▶
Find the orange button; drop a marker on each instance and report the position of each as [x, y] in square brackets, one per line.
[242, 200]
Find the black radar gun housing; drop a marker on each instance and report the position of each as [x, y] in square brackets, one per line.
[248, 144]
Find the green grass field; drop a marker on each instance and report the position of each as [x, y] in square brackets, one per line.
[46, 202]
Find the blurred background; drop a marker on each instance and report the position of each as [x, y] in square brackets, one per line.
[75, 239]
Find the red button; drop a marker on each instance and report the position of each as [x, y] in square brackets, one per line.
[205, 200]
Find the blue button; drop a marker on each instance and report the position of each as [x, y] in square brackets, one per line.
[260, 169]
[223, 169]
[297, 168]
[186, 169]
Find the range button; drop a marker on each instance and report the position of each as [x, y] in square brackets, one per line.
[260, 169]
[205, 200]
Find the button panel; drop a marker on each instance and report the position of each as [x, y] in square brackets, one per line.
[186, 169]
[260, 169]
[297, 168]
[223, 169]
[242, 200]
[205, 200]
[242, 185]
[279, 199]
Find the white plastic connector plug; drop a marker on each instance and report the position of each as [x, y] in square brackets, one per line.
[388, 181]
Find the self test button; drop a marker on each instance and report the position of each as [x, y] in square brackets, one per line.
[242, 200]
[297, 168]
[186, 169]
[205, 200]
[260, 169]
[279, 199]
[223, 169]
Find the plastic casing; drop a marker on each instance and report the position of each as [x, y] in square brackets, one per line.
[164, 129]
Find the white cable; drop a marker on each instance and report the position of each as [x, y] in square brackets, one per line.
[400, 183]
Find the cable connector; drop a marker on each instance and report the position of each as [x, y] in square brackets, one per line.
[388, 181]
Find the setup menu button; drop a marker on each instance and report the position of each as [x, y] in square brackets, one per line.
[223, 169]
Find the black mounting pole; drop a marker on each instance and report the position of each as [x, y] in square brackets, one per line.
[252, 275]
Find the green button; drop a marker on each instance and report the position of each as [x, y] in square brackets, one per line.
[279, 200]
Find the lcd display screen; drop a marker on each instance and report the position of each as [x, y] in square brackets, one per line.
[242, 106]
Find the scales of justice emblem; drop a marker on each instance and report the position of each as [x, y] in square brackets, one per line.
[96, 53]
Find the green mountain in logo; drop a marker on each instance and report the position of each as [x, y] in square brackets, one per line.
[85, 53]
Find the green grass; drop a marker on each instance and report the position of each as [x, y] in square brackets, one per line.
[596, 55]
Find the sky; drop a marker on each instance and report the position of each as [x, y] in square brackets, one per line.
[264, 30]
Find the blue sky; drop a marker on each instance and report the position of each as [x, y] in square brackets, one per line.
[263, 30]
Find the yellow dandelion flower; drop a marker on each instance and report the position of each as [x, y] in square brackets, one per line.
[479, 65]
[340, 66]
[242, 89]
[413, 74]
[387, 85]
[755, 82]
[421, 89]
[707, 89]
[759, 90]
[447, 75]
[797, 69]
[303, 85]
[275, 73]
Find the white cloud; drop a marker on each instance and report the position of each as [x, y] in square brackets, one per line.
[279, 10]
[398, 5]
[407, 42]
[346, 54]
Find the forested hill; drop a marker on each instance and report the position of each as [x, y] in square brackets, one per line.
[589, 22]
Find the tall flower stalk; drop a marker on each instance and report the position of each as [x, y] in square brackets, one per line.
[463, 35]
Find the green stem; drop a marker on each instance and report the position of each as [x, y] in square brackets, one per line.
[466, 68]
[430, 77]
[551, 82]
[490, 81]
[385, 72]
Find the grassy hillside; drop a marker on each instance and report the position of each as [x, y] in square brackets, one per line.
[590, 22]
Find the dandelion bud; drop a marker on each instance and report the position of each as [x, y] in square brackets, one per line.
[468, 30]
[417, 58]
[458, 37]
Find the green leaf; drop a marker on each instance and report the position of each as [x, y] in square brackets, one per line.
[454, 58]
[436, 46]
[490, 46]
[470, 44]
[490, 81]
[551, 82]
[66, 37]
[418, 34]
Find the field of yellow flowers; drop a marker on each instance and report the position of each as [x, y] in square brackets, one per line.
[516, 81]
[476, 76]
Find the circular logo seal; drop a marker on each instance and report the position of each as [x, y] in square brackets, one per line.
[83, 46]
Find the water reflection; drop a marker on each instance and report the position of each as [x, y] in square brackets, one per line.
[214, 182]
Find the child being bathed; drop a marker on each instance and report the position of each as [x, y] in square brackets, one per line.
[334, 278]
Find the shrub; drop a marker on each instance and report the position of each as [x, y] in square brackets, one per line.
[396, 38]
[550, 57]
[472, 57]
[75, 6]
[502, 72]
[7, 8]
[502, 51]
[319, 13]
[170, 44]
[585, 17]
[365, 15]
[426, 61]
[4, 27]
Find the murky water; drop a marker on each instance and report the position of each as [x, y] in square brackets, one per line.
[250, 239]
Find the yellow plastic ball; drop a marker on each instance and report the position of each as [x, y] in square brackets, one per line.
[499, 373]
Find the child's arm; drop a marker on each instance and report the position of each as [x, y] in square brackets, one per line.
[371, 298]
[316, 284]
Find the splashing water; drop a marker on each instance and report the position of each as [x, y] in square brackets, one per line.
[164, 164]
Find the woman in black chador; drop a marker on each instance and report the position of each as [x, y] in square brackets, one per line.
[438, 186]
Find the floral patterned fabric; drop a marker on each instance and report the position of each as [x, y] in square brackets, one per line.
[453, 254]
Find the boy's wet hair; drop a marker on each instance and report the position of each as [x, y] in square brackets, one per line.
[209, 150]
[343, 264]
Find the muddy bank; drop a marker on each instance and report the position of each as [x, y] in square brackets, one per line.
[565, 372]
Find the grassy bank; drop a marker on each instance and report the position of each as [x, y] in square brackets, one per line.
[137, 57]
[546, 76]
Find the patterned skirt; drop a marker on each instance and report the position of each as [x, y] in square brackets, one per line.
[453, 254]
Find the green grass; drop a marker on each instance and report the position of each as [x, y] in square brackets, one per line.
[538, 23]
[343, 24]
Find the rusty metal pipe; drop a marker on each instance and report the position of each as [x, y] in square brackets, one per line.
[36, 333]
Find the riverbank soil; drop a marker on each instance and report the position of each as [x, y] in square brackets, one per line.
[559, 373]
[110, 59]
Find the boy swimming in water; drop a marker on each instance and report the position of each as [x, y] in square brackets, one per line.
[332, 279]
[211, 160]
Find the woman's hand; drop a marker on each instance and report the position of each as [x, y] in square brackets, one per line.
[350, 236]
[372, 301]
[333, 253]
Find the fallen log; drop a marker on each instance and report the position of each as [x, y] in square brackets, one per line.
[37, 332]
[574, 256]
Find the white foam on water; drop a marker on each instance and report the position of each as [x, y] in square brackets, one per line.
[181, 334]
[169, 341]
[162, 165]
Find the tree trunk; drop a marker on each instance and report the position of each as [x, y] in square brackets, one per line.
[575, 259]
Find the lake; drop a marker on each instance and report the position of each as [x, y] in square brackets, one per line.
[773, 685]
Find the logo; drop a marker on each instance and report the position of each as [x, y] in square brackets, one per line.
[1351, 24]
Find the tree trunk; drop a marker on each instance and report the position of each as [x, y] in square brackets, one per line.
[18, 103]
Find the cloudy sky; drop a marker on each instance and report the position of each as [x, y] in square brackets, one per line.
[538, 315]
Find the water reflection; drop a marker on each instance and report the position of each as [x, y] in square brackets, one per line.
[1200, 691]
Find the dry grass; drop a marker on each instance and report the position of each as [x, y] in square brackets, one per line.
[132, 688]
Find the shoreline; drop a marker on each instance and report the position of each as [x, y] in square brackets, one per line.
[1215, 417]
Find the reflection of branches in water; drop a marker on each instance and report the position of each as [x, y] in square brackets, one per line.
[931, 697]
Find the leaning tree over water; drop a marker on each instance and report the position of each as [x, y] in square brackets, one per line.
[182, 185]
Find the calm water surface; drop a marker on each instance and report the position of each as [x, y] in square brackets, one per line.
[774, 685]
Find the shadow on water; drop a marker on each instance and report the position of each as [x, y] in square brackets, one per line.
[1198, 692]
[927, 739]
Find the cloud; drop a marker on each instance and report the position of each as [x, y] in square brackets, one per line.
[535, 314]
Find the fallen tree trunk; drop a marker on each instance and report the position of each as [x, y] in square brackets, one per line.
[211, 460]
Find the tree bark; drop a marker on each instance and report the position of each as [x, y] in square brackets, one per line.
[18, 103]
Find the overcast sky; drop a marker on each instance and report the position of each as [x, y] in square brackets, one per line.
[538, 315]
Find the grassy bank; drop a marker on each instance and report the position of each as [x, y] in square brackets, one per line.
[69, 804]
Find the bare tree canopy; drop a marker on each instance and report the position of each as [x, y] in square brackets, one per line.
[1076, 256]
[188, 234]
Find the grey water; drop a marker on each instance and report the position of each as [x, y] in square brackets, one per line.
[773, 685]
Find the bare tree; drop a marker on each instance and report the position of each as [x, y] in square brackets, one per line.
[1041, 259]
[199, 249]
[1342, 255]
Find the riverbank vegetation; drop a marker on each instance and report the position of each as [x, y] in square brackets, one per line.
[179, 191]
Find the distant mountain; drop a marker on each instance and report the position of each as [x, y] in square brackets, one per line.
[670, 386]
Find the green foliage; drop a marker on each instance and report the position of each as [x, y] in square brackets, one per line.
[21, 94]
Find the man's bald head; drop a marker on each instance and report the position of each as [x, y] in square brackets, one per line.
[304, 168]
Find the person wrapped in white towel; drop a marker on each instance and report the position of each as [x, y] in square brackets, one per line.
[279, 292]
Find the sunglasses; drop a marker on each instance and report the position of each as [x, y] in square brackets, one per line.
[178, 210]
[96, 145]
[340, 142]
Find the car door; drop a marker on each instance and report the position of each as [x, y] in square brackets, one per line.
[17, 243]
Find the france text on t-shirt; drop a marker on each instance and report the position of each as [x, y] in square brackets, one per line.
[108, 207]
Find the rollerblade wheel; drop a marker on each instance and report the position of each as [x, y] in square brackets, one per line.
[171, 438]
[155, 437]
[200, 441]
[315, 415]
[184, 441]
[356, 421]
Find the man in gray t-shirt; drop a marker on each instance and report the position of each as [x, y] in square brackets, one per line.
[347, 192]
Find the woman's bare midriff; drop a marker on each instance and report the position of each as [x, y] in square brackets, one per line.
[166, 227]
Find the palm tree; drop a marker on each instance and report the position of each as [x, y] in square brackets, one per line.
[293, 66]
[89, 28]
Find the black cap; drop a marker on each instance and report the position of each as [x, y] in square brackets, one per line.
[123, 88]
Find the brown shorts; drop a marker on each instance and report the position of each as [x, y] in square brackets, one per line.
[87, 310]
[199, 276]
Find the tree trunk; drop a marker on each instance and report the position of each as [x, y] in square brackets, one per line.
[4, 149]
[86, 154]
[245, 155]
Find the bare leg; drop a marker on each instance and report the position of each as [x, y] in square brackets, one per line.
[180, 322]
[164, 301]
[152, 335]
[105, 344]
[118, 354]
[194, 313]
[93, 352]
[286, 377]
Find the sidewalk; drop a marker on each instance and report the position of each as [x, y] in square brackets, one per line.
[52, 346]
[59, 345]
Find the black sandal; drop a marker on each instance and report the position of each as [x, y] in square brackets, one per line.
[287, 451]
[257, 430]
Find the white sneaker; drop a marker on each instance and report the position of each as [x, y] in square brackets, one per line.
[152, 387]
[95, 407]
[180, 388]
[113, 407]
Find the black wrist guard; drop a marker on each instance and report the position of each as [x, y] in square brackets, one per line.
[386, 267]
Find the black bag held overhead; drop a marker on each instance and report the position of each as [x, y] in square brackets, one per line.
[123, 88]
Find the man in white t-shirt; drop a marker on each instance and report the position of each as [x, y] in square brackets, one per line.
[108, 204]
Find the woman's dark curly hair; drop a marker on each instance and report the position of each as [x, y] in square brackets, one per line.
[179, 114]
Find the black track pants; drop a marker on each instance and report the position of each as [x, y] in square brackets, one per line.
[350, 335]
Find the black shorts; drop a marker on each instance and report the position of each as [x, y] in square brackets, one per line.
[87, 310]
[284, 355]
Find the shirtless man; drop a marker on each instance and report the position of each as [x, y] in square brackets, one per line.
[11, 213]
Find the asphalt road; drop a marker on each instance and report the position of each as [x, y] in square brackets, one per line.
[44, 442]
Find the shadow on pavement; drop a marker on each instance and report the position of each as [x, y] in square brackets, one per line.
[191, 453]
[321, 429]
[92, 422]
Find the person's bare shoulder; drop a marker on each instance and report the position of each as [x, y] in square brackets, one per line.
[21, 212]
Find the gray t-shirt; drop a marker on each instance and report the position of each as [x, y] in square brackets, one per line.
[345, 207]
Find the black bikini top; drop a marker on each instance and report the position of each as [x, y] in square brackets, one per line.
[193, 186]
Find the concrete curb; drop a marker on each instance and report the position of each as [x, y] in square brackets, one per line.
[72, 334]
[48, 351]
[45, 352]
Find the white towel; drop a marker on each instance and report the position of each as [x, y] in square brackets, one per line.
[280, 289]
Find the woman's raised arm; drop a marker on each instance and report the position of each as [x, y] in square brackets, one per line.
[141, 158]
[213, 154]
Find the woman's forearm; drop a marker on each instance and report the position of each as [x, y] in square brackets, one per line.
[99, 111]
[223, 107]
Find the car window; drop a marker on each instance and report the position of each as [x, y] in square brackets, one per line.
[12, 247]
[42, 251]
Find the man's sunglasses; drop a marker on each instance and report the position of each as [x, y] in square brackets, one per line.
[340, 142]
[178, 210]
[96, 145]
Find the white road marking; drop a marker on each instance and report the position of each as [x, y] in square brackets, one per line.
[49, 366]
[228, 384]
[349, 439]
◀
» **Request**
Repeat only the lines running from the line that contains "Find the asphalt" through the last line above, inclusive.

» **Output of the exercise**
Find the asphalt road; drop a marker on each instance and report the position of each as [x, y] in square brackets, one per line.
[44, 442]
Find the shadow on pavement; drop a marker on each instance and report the position of each as [x, y] in square brackets, one per line.
[191, 453]
[321, 429]
[92, 422]
Find the person's bare shoulder; drop a marker on each instance and report the position of each as [x, y] in square brackets, one per line.
[21, 212]
Find the gray t-shirt; drop a marker on each instance and report the position of each as [x, y] in square brackets, one per line.
[345, 207]
Find the black bikini top; drop a marker on each instance and report the position of each as [x, y] in square brackets, one per line.
[193, 186]
Find the concrete curb; drop a marker on each instance and report the position of each as [x, y] in square brackets, one per line.
[72, 334]
[48, 351]
[45, 352]
Find the white towel; drop a marker on each instance and report the position of each as [x, y] in square brackets, one per line.
[280, 289]
Find the woman's raised arm; drop a marker on each instance and report the position of each as [x, y] in square brackets, one per line.
[141, 158]
[213, 154]
Find the woman's forearm; drop a marker on each instance and report the position of each as [x, y] in square brackets, one per line.
[99, 111]
[223, 107]
Find the car window; drop a marker on each instance and report the position of each as [x, y] in square brackets, one per line.
[12, 247]
[42, 251]
Find the man's sunglasses; drop a marker on each instance and report the position of each as [x, y] in square brackets, one per line.
[340, 142]
[178, 210]
[96, 145]
Find the white road marking; drop a marker on each instance and report the position of each as [x, y] in square brackets, one per line.
[49, 366]
[228, 384]
[349, 439]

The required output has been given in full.